# EXERCISE TEXT
────────────────

The narrator also describes Miranda as beautiful, witty, and coquettish but figures her penchant for suddenly raging into unruly flame as untouched “amorous inclination.” Her inclination does not remain untouched for long, however, as “Love … sent an Arrow dipp’d in the most tormenting Flames that rage in Hearts most sensible. He struck it home and deep, with all the Malice of an angry God.[34] The image is arresting. We can almost see Cupid vengefully dipping the arrow in pitch, lighting it with ungoverned desire, taking careful aim with a flaming tip, and striking her heart, which, lacking the protective features of honor and virtue, suddenly bursts into unruly, flaming desire. Miranda’s earlier amorous inclinations were in no way this destructive but easily controlled and easily shrugged off — they did not burn harshly. However, now “Love, who did not design she shou’d now feel any sort of those easie Flames with which she had heretofore burnt, made her soon lay all those Considerations aside which us’d to invite her to love, and now lov’d she knew not why.”[35] Before this attack by flaming arrows of desire, Miranda’s attraction to other men had to do predominantly with their rank and wealth — aspects that she knows attract her and that she knows she has the power to easily negotiate to gain more attention. As in the poem “On Desire,” these inclinations are not fanned to flame in the appropriate partner but fire up for an incompatible lover. Her object of desire, Friar Francisco, has taken vows of celibacy and poverty so to love him is inappropriate, even illicit: the burning inspired in her by “Love’s darts” makes her desire where she normally would not. Similarly to the speaker of “On Desire,” she loves but “knows not why.” Desire, for Behn, embodies these kinds of contradictions; it flames up in unprotected hearts for arbitrary reasons.

────────────────

Data extracted from a collection
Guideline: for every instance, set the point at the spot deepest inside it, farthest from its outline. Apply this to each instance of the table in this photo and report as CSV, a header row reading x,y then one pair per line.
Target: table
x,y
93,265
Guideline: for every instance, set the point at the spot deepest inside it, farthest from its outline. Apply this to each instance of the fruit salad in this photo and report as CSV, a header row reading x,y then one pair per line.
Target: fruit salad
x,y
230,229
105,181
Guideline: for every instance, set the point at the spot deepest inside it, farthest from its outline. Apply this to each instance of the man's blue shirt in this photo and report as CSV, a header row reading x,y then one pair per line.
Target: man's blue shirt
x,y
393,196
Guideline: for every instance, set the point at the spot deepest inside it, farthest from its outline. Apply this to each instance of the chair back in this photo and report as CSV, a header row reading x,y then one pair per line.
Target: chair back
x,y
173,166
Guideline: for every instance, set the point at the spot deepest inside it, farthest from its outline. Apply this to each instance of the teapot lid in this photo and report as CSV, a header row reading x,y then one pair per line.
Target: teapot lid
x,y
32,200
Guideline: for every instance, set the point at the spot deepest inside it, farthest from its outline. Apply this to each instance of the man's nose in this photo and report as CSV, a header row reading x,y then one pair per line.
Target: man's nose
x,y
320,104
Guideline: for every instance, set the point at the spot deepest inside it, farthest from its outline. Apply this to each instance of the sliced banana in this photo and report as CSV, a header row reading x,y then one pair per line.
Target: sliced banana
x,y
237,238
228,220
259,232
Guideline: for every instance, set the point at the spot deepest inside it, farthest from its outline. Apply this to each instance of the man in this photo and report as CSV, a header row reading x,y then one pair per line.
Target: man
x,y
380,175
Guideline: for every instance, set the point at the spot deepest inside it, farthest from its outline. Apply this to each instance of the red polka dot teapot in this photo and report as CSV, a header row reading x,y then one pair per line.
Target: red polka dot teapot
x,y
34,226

────────────────

Answer these questions from the passage on Miranda above:
1. Which three qualities does the narrator give Miranda?
2. Before Love's arrow strikes, what does Miranda's attraction to other men mainly concern?
3. Which vows has Friar Francisco taken?

# REPLY TO THE EXERCISE
1. Beautiful, witty, and coquettish.
2. The men's rank and wealth.
3. Vows of celibacy and poverty.